__PROBLEM TO SOLVE__:
From top to bottom, restate the entries below word for word.

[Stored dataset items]
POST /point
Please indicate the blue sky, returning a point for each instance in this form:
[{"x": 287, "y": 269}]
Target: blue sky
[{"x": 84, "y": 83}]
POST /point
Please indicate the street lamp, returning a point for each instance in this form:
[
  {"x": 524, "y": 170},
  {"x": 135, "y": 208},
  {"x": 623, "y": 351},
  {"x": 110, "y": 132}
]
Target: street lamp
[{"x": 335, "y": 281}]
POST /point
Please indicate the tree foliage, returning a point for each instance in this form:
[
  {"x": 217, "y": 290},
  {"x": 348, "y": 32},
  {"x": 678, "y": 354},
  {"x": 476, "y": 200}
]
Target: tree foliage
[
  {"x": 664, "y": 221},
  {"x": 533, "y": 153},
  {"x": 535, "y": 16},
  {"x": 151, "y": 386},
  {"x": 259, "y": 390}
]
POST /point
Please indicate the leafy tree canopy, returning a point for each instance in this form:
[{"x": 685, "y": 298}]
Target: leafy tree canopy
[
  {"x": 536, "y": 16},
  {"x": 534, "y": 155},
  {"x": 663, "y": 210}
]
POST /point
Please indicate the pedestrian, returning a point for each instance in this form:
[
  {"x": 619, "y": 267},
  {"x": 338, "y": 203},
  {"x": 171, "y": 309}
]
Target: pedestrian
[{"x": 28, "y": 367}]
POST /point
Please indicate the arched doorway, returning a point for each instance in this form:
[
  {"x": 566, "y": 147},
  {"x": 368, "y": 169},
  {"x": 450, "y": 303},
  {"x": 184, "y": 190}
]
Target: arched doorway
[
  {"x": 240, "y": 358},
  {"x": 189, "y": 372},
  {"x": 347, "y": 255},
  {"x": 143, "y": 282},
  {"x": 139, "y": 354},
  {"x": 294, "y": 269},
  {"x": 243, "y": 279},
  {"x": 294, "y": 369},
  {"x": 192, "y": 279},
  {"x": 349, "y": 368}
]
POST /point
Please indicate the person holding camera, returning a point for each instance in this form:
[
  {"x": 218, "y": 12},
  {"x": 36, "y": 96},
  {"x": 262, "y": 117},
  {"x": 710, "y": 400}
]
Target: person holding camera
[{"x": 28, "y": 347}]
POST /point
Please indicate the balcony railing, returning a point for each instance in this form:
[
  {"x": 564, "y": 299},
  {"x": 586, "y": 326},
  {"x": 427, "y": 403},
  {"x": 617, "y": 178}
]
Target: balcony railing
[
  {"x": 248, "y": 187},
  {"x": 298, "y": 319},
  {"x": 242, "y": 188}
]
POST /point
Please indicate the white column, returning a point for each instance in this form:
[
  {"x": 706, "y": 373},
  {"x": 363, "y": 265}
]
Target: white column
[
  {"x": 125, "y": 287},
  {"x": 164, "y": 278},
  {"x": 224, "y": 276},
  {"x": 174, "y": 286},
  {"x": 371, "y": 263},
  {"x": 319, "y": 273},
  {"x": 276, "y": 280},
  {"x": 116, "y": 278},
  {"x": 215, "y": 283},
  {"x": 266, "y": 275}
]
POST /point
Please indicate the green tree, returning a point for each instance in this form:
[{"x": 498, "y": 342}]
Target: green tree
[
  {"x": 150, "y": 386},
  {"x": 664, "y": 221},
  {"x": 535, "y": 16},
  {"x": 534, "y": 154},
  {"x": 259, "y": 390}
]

__ANSWER FOR THE TASK__:
POST /point
Please indicate the blue sky, returning a point for each instance in this form:
[{"x": 287, "y": 269}]
Target: blue sky
[{"x": 84, "y": 83}]
POST /point
Please indicate the street lamp, returning a point for each instance in this form:
[
  {"x": 524, "y": 170},
  {"x": 135, "y": 208},
  {"x": 623, "y": 351},
  {"x": 110, "y": 132}
]
Target: street lamp
[{"x": 335, "y": 281}]
POST /point
Please indicate the tree foliage, returning a point for each instance in this form:
[
  {"x": 217, "y": 290},
  {"x": 348, "y": 32},
  {"x": 678, "y": 354},
  {"x": 476, "y": 200}
]
Target: tree foliage
[
  {"x": 664, "y": 221},
  {"x": 533, "y": 153},
  {"x": 535, "y": 16},
  {"x": 151, "y": 386},
  {"x": 259, "y": 390}
]
POST /point
Please indicate the leafy tree canopy, returning a point for each instance in this form:
[{"x": 685, "y": 298}]
Target: leafy tree canopy
[
  {"x": 536, "y": 16},
  {"x": 534, "y": 155},
  {"x": 663, "y": 210}
]
POST /point
Please indicate the pedestrian, returning a point for each instance in this form:
[
  {"x": 619, "y": 267},
  {"x": 338, "y": 203},
  {"x": 171, "y": 309}
]
Target: pedestrian
[{"x": 28, "y": 367}]
POST /point
Please indicate the arched doorway, returning a point for each instance in this form:
[
  {"x": 566, "y": 147},
  {"x": 368, "y": 169},
  {"x": 450, "y": 303},
  {"x": 184, "y": 190}
]
Target: arched doorway
[
  {"x": 240, "y": 358},
  {"x": 189, "y": 372},
  {"x": 347, "y": 255},
  {"x": 143, "y": 282},
  {"x": 139, "y": 354},
  {"x": 294, "y": 269},
  {"x": 243, "y": 279},
  {"x": 294, "y": 369},
  {"x": 192, "y": 279},
  {"x": 349, "y": 368}
]
POST /point
Please indicate the person holding camera, returning a point for each instance in this form:
[
  {"x": 218, "y": 12},
  {"x": 36, "y": 96},
  {"x": 262, "y": 117},
  {"x": 710, "y": 400}
]
Target: person holding camera
[{"x": 28, "y": 347}]
POST /point
Please indicate the balcony railing, returning a point for each instance in this form:
[
  {"x": 564, "y": 299},
  {"x": 586, "y": 326},
  {"x": 427, "y": 403},
  {"x": 617, "y": 178}
]
Target: balcony railing
[
  {"x": 248, "y": 187},
  {"x": 298, "y": 319},
  {"x": 242, "y": 188}
]
POST /point
Please indicate the white column, returning a point for each instance in this form:
[
  {"x": 706, "y": 373},
  {"x": 363, "y": 265}
]
Target: white column
[
  {"x": 125, "y": 287},
  {"x": 164, "y": 278},
  {"x": 224, "y": 276},
  {"x": 174, "y": 286},
  {"x": 371, "y": 263},
  {"x": 319, "y": 273},
  {"x": 276, "y": 280},
  {"x": 116, "y": 278},
  {"x": 215, "y": 283},
  {"x": 266, "y": 275}
]
POST /point
Please indicate the green tree, returning a point for each instance in this form:
[{"x": 498, "y": 342}]
Target: green tree
[
  {"x": 150, "y": 386},
  {"x": 664, "y": 221},
  {"x": 535, "y": 16},
  {"x": 534, "y": 154},
  {"x": 259, "y": 390}
]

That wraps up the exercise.